[Opening SOURCE DOCUMENT section]

Progress on digital health initiatives is hampered by data duplication and fragmentation across the states and territories.
Digital health initiatives have to start delivering on promised improvements before patients and health professionals outside the sector can be convinced of its relevance, says the boss of eHealth NSW.
Dr Zoran Bolevich told delegates at MedInfo23 last week that it was “time for digital health to grow up a bit and really start delivering”.
“As scary as some of the fiscal challenges that are ahead of us look, they also give us an opportunity to be a little bit sharper around how we’re delivering and how we are really adding value to health systems,” he said.
“There are so many areas in health where we can do so much better and actually turn value, and in turn savings, back to health to provide more health care.”
Dr Bolevich was joined on the panel by digital health leaders from across the country, including Victoria’s Chief Digital Health Officer Neville Board, deputy-director general of eHealth Queensland Dr Tanya Kelly and Anthony Lenzarini, Director of Health Support Services at WA Health.
Other panellists included Sandra Cook, Executive Group Manager of the Digital Health Record at ACT Health, and Dr John Lambert, Chief Clinical Information Officer at NT Health.

[Closing SOURCE DOCUMENT section]

REQUIRED ACTIONS:
(1) In the digital health article, at which event did Dr Zoran Bolevich speak to delegates?
(2) Return the stretch of the digital health article from "Dr Bolevich was" through "at WA Health.".

[Opening DATASET EXCERPTS section]

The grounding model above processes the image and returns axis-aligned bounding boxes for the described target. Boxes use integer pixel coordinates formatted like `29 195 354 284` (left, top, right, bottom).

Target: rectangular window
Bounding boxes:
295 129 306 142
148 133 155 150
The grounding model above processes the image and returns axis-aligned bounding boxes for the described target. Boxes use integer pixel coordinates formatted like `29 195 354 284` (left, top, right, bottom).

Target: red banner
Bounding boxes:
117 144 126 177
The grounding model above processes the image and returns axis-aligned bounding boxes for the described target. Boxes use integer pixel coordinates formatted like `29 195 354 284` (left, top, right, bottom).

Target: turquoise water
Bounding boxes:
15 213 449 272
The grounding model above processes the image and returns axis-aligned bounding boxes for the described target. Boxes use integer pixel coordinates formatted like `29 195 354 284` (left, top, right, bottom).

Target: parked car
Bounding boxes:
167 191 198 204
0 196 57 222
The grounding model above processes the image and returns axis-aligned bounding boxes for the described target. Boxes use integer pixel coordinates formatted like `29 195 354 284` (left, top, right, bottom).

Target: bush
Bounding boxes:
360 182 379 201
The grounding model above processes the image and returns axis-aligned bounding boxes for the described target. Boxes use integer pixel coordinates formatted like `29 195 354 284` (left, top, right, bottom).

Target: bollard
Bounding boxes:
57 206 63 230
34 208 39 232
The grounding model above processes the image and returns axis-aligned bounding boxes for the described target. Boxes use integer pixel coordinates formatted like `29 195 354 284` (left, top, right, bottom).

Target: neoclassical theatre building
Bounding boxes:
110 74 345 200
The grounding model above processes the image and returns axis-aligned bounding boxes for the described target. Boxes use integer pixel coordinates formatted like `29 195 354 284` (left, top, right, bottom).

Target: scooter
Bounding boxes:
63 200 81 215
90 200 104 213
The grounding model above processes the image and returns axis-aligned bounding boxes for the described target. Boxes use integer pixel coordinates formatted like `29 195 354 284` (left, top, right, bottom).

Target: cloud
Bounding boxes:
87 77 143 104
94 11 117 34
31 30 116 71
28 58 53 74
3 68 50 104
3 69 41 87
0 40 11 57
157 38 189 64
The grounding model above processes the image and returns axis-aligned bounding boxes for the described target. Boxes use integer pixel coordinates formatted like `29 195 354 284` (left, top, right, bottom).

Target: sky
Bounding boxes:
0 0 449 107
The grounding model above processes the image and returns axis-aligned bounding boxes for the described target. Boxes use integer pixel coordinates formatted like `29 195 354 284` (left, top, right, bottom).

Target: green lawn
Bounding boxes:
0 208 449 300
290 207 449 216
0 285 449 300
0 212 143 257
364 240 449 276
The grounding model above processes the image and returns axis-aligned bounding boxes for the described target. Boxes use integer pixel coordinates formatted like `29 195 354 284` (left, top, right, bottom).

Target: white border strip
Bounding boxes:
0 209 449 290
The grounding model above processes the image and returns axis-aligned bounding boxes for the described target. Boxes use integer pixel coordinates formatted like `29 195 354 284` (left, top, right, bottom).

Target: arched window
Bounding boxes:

[Closing DATASET EXCERPTS section]
[Opening DATASET EXCERPTS section]

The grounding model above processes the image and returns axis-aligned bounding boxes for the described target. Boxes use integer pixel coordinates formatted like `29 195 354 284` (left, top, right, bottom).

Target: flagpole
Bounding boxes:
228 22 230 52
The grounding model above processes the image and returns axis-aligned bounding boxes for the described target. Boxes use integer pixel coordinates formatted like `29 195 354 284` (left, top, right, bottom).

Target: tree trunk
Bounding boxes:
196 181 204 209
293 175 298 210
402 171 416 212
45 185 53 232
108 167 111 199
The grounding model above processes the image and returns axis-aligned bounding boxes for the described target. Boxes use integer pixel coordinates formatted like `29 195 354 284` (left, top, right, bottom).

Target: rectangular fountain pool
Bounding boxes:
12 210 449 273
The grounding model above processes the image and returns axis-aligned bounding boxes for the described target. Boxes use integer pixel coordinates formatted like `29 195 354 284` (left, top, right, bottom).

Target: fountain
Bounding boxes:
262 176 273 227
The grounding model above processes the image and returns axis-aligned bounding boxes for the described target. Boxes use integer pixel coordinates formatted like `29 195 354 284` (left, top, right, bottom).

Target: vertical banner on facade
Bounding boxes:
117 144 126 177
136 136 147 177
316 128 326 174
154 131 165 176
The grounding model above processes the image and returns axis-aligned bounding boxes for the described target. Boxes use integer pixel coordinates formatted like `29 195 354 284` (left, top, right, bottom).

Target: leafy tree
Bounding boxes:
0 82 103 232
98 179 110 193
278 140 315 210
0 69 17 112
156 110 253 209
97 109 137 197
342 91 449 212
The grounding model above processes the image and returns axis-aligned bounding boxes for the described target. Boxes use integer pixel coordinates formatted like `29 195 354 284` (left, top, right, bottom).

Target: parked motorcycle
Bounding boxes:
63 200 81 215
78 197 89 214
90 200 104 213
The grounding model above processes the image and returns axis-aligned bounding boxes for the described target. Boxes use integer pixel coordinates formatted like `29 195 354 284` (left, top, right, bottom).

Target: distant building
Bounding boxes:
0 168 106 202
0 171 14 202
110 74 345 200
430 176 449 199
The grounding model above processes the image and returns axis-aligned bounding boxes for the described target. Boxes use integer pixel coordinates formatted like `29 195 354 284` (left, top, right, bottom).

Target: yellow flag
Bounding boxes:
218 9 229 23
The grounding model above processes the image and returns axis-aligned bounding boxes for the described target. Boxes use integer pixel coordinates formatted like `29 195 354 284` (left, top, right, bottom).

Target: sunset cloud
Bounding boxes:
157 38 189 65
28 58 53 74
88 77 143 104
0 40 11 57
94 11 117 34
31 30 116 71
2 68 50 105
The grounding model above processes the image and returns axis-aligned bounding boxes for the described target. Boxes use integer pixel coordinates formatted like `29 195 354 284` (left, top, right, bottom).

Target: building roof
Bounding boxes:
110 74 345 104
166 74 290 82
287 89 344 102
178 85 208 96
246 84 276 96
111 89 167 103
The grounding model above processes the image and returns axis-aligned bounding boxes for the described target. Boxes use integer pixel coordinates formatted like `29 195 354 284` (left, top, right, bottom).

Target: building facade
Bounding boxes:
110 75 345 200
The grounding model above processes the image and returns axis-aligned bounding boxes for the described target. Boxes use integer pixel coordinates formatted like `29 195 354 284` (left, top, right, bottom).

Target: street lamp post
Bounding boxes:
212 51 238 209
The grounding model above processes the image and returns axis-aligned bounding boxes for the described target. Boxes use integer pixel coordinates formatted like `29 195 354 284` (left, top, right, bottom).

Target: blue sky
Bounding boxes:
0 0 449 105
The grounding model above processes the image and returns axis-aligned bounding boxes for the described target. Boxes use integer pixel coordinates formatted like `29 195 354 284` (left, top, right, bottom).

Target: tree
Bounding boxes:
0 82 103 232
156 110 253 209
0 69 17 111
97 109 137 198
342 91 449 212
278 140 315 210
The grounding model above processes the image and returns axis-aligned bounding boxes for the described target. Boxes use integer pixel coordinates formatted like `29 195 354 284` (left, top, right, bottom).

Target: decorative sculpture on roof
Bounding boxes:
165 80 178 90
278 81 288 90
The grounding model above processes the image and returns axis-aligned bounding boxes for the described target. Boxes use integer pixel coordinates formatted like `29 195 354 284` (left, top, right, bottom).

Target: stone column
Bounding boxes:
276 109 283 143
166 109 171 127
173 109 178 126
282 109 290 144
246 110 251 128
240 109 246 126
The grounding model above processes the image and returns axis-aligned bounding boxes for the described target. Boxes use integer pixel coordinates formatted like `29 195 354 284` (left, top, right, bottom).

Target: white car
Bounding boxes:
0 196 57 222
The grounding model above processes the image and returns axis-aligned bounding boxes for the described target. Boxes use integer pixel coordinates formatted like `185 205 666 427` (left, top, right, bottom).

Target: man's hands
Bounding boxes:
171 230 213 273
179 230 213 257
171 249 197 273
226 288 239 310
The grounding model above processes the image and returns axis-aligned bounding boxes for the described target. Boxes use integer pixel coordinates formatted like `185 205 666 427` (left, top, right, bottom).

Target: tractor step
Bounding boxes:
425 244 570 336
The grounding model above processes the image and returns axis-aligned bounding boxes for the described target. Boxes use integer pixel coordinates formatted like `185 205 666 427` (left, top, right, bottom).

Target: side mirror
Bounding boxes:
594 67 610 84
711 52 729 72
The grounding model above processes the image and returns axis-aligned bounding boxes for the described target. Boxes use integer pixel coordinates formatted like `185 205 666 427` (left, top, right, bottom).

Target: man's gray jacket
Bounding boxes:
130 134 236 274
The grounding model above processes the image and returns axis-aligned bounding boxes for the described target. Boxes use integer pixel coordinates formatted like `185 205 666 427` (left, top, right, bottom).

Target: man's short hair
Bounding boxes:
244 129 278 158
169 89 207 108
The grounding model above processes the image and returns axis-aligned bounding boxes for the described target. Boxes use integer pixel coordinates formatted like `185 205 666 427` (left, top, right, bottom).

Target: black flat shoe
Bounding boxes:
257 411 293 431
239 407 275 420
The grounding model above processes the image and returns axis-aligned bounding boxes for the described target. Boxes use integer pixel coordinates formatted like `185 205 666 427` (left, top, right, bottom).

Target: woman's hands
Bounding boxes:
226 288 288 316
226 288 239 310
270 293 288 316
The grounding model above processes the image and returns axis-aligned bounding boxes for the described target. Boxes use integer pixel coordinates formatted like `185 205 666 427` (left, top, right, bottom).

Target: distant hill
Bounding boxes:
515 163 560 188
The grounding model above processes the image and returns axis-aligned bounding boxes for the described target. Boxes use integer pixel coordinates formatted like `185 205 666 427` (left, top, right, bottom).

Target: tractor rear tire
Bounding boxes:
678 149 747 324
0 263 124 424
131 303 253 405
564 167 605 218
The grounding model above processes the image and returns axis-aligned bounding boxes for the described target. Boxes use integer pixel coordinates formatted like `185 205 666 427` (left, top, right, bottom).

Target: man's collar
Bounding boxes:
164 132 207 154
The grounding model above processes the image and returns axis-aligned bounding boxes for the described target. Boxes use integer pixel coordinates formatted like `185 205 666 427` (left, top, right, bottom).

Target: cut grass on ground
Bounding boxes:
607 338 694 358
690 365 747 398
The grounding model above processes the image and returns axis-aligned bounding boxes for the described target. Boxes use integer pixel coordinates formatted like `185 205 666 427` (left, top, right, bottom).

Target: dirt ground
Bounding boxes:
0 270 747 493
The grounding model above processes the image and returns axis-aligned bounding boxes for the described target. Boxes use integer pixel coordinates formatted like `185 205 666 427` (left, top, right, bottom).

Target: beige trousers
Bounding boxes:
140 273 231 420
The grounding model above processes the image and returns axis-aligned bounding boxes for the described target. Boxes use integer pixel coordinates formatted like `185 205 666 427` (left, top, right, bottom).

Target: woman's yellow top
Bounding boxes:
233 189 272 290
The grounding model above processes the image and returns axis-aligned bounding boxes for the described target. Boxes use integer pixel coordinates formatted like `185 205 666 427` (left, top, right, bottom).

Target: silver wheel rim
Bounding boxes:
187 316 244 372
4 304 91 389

[Closing DATASET EXCERPTS section]
[Opening DATASET EXCERPTS section]

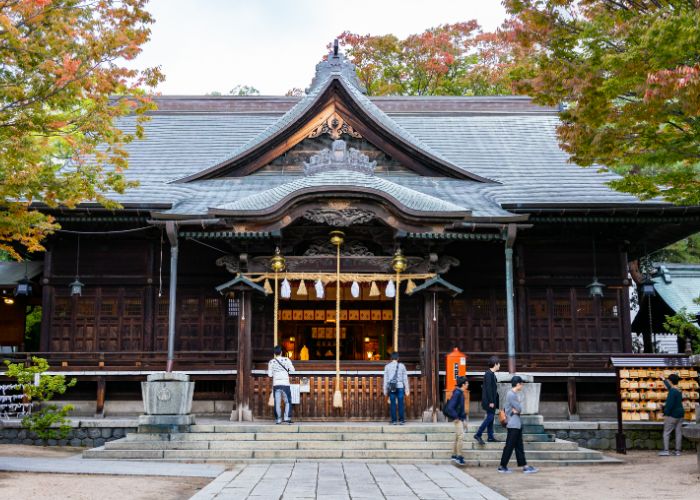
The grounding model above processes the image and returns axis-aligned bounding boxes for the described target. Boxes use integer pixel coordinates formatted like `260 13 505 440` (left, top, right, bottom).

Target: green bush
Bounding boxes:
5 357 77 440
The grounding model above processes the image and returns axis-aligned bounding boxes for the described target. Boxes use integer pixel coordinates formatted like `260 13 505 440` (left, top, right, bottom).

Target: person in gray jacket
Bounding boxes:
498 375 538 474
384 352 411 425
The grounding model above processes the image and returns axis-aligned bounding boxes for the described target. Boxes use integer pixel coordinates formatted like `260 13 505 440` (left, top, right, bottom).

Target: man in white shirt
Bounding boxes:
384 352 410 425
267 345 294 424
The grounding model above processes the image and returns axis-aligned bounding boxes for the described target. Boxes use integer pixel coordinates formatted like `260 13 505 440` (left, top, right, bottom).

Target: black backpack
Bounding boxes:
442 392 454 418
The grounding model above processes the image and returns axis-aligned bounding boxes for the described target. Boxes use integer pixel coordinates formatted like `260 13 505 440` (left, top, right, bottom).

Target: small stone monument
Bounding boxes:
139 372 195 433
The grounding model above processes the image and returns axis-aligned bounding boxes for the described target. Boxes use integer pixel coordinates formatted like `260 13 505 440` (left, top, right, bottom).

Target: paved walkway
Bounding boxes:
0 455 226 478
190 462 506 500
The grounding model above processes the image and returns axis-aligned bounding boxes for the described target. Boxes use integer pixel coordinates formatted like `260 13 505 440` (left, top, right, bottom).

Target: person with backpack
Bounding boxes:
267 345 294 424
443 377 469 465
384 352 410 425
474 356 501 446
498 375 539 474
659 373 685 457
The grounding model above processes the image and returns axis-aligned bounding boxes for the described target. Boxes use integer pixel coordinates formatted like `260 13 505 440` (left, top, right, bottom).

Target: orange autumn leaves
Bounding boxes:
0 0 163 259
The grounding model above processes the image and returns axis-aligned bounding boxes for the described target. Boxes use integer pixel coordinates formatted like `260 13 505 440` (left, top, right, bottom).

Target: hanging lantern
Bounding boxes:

[Closing DATASET EXCERPTS section]

ANSWERS BY ITEM:
(1) MedInfo23

(2)
Dr Bolevich was joined on the panel by digital health leaders from across the country, including Victoria’s Chief Digital Health Officer Neville Board, deputy-director general of eHealth Queensland Dr Tanya Kelly and Anthony Lenzarini, Director of Health Support Services at WA Health.